- **Recorded data**:
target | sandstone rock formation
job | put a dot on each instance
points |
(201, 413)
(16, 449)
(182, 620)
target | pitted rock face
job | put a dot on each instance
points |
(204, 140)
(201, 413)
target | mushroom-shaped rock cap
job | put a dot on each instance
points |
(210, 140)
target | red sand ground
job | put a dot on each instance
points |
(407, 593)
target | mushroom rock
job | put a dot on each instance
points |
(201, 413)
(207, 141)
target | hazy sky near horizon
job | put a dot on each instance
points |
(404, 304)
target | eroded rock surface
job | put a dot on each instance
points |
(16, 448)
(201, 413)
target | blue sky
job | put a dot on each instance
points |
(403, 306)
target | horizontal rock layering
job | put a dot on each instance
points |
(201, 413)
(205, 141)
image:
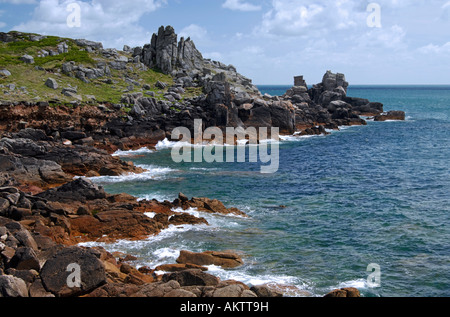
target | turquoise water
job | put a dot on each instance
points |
(373, 194)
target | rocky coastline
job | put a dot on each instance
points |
(49, 146)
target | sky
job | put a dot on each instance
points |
(269, 41)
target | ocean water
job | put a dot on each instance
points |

- **What to work on**: Give all of the data above as a numbered list with one line per item. Skip blank lines and leave the pictures out.

- **The result**:
1. target | sandstone rock formation
2. job | put a dot on each instance
3. points |
4. (201, 413)
5. (16, 449)
6. (182, 620)
7. target | pitted rock face
8. job | put a dot on each instance
9. points |
10. (204, 140)
11. (201, 413)
12. target | mushroom-shaped rock cap
13. job | put a dot on each instance
14. points |
15. (210, 140)
16. target | red sand ground
17. job | put a dot on each instance
18. points |
19. (407, 593)
20. target | mushroom rock
21. job | put a dot on each instance
22. points |
23. (201, 413)
24. (207, 141)
25. target | hazy sky near horizon
26. job | put a dot on each instance
27. points |
28. (404, 304)
29. target | eroded rock surface
30. job | put a dot on each instance
31. points |
32. (16, 448)
33. (201, 413)
34. target | blue sky
35. job | put a dot on each instance
36. points |
37. (403, 306)
38. target | horizontal rock layering
39. job | put a dot on each instance
40. points |
41. (201, 413)
42. (205, 141)
43. image:
44. target | turquoise water
45. job | put a dot on each instance
46. points |
47. (373, 194)
48. target | rocky coastline
49. job | put a dot on each instance
50. points |
51. (49, 146)
52. target | sky
53. job | put a dot on each instance
54. points |
55. (269, 41)
56. target | ocean water
57. job | put a dot on each instance
58. points |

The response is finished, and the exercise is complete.